### Data for processing
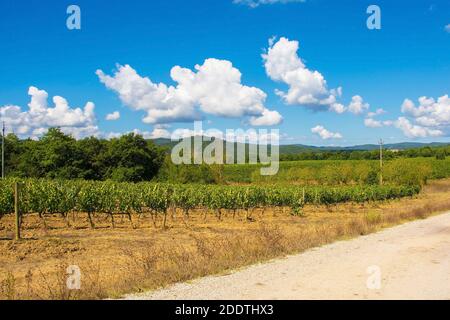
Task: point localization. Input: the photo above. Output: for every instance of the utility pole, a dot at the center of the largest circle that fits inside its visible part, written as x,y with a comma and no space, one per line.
3,150
381,142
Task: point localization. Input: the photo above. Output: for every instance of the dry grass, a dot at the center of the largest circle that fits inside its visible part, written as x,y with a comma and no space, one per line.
123,260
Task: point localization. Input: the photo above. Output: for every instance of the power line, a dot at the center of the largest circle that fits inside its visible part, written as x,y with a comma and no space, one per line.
3,150
381,142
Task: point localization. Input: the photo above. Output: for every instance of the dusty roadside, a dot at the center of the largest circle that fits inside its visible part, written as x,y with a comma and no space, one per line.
413,261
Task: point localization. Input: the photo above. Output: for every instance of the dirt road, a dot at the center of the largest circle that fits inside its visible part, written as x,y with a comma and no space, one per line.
411,261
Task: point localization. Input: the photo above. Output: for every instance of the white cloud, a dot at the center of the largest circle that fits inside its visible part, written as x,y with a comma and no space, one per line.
257,3
371,123
325,134
214,88
306,87
415,131
35,121
268,118
358,106
113,116
429,113
378,112
431,118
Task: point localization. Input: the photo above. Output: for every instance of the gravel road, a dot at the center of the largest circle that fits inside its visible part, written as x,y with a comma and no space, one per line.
410,261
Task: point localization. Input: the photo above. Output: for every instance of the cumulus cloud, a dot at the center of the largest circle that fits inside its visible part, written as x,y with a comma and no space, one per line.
430,118
306,87
415,131
113,116
214,88
268,118
372,123
429,112
358,106
325,134
40,116
378,112
257,3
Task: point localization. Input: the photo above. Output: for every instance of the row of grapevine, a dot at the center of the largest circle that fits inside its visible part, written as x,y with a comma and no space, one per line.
62,197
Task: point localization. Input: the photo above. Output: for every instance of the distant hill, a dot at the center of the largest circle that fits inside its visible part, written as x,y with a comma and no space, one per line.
299,148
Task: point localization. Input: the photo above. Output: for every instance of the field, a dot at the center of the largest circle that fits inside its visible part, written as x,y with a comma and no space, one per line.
128,237
338,172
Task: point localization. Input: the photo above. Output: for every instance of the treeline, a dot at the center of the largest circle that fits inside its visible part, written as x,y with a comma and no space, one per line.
439,153
59,156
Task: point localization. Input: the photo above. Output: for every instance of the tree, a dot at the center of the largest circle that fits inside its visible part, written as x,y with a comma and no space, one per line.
132,158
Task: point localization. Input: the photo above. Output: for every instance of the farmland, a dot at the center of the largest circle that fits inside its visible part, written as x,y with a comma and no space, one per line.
128,236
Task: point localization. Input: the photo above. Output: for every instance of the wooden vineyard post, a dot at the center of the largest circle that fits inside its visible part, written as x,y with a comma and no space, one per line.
17,209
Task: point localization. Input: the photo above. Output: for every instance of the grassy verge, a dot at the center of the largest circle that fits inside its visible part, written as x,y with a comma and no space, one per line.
124,260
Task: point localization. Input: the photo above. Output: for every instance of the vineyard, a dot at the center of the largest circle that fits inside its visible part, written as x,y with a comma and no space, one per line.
46,197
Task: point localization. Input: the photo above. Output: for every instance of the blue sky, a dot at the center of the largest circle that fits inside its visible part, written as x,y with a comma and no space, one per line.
408,58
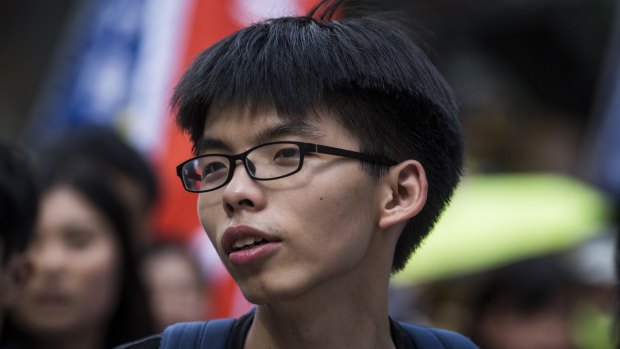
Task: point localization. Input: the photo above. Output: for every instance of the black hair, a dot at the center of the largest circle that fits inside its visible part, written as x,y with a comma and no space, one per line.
19,200
366,71
525,287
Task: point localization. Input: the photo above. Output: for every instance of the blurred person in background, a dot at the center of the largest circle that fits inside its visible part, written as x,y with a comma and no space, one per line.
85,291
127,170
524,305
18,210
175,283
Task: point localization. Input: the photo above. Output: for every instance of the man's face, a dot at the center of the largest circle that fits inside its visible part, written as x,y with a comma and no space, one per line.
315,231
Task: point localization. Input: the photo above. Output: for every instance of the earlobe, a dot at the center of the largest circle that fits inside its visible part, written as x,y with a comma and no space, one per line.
406,190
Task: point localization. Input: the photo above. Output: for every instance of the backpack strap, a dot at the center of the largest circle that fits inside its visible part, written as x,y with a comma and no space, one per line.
434,338
211,334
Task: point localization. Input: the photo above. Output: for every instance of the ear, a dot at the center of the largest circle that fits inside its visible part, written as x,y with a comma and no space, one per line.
405,193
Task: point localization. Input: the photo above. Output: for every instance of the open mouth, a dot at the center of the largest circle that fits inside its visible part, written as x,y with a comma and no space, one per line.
247,243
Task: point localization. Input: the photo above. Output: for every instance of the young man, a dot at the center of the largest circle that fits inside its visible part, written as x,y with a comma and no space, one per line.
19,200
326,150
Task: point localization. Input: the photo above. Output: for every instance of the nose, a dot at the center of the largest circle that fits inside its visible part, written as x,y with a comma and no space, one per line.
242,192
49,260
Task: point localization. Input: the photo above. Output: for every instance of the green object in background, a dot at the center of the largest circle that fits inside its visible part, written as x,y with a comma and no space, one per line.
496,219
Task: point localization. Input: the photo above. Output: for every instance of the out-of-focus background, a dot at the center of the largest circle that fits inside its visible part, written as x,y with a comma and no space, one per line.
523,258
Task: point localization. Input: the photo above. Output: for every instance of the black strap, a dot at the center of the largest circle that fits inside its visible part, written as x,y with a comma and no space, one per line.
434,338
211,334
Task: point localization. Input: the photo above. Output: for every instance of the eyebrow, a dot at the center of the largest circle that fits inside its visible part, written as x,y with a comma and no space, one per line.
298,129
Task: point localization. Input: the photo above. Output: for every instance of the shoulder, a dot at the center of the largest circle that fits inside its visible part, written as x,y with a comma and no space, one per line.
430,337
151,342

### Task objective
Only the pictures are to be left out, and all of the data must otherwise be transcribed exactly.

### Solution to this task
Task: point localization. Input: the photo above. Output: for every instance of the utility pole, a dot at the center of the largest circle that fits inside its visible part, written as x,y with a comma and no space, one per line.
3,150
381,142
Task: point localization. Input: the photo above. Output: for every instance of the dry grass, a dot at the center of the largest circle that fits inside its visible part, written as x,y with a comma and no space, one per line.
123,260
Task: point localization. Input: the photo above. Output: for every instance of the power line, a dot at the center of the largest circle that fits inside its visible part, written as x,y with a comma and no space, one per line.
3,150
381,142
Task: point localization. Input: the photo above. Output: for every instance of the dusty roadside, a dot at the center of the largest circle that fits inside its visible part, written as x,y with a comma and no space, one per line.
413,261
Task: point localization. Input: the photo above. Output: for every instance of the dirt road, a dot at the center of the largest circle that fits inside its visible part, written as x,y with a comma and no space, one per line.
411,261
Task: point localization. Input: the photo above. Output: for every instance of the white cloud, a dot at the center of the largest circle that fits inside its visible part, written as x,y with a comma and no space, one per line.
257,3
371,123
325,134
214,88
306,87
415,131
35,121
268,118
358,106
113,116
429,113
378,112
431,118
Task: point localization. Input: the photo above. Output: for every instance of the gravel road, a dot at the center of the largest circle that fits inside its visible part, written as x,y with a comma and no space, one per line.
410,261
Task: point localization. Input: the photo above. Output: for every instance of the cumulus cloud, a dot at the center of the largest circle that fits inside its visible part, written as x,y with a comma and no space, one per line.
430,118
306,87
415,131
113,116
214,88
268,118
372,123
429,112
358,106
325,134
40,116
378,112
257,3
Task: point localization. Input: the photo above. Output: for every instance of the row of grapevine, a dot at the center of the largest circle that fits inside its visible part, written as x,y with a comma and no space, one per line.
62,197
Task: point localization. Input: the photo above. Output: for every instance of the distant hill, a dot at the center of the largest circle that fits inside its visible part, written as x,y with a comma and no space, one per line.
299,148
Task: point localization. Input: the photo above. Output: for every instance of the field, a dot at the center of the largest circle that fits inside its visible part, written as x,y with a comma and no space, one per line.
128,237
338,172
Task: point localization. Input: the photo above. Output: for every instance of the treeline, a dot at the center of the largest circle that fits inside its visible part, written as x,y with a comma and no space, one per line.
439,153
59,156
Task: point localization. Input: the photo above. Output: for every instance of the tree, a dot at the center of the largest circle that fits inside its visible part, written as x,y with a comma and no space, one per line.
132,158
Task: point localization. Input: the photo above. Output: for every instance of the farmland, a dot at the center of the largest circle that fits inside its visible part, written as x,y with a comma and no space, one per line.
128,236
Task: point localization. Input: the photo above. Output: for every instance of the wooden vineyard post, a dot at the center of the largest circle that fits inside its visible part, written as x,y with a comma and no space, one per line.
17,209
Task: point localization. Input: the photo above. Output: for every instance of the grassy verge, a dot at the center of the largest circle that fits inside its visible part, written as x,y with a comma and no space, one per line.
124,260
Task: point localization. Input: the photo above. Output: for every instance of the vineyard, a dot at the center of the largest circle that fits inside its visible part, written as x,y with a comma and no space, one per line.
46,197
Task: point localization. Input: the photo above. Output: for every instance of the blue sky, a dot at the center of the largest circle that fits inside its visible part, written as x,y with a comma and no space, one per line.
408,58
Task: point localization. Input: the photo above. Output: for every instance of the black hair, a dot at the center of the largest circle that fits inside its visible part, written as x,y with a comma and no space, one per line.
19,200
366,71
525,287
Task: point localization. Input: the photo above. Output: for every instance of the blurred person in background, a dot at the center of the largest circle that fits inside its visible part, written as x,y with a comma and no space, one per line.
85,291
127,170
524,305
18,210
175,283
Task: point localization. Input: the photo above. Output: for every instance of the man's face, a dot at the center of the largest circle that fits inside its visible part, written as x,y with a comma and no space, one per line.
315,231
Task: point localization. Input: the photo above. Output: for every instance of the earlobe, a dot at the center of the largest circle that fits inside its visible part, written as x,y with a comma and no space, one per line.
406,190
Task: point localization. Input: the photo above. Output: for every instance of the backpack strap, a dot at the center of the largest circle that fits inside its visible part, written as x,y with a comma and no space, one per line.
434,338
211,334
Task: point localization. Input: the photo above. Output: for every instance of the ear, a dot at the center of the largest circle that fits inside its visible part, written as x,y with a comma and no space, one per line.
405,193
Task: point localization. Input: the photo above. Output: for every instance of the open mouth, a dot at the center of the largest circle that fits inside its visible part, written as x,y with a comma and no space, one per line.
247,243
Task: point localization. Input: the photo above. Output: for every instance of the young man, a dot at the center of the largest circle that fits inside its visible part, written as x,y with a comma and no space, one per line.
19,200
326,150
Task: point localization. Input: the photo above. Output: for every instance of the nose, a dot at the center of the largest circle that fits inside its visible part, written as x,y with a comma and no space, one per line.
242,192
49,260
Task: point localization. Input: the photo above. Output: for every instance of the green object in background, a dot at the center of the largest circle that fits inside its visible part, written as x,y with a comma and no space, one per line.
496,219
Task: point localization. Input: the photo above. Output: for every instance of the out-of-focus background, a dot at the center of the largest circle that fits inside its visible part, written as x,y with a comma and no space, one per line.
523,258
Task: point localization. Input: the photo above. Output: for every instance of the black strap, a dot at the center of the largest circle that fits inside its visible part, written as x,y with a comma and no space, one per line.
434,338
211,334
Task: point localization. Input: the photo above. Output: for every instance of the eyebrow, a dot at the center of the largest circle that fits inside its visible part, written as x,y with a comma and no space, one per line.
298,129
Task: point localization. Input: the photo above. Output: for every instance of the shoulder, a dot at the center of the largest circle that fits inside its visible part, written as x,y with a comma and no space, one per line.
430,337
151,342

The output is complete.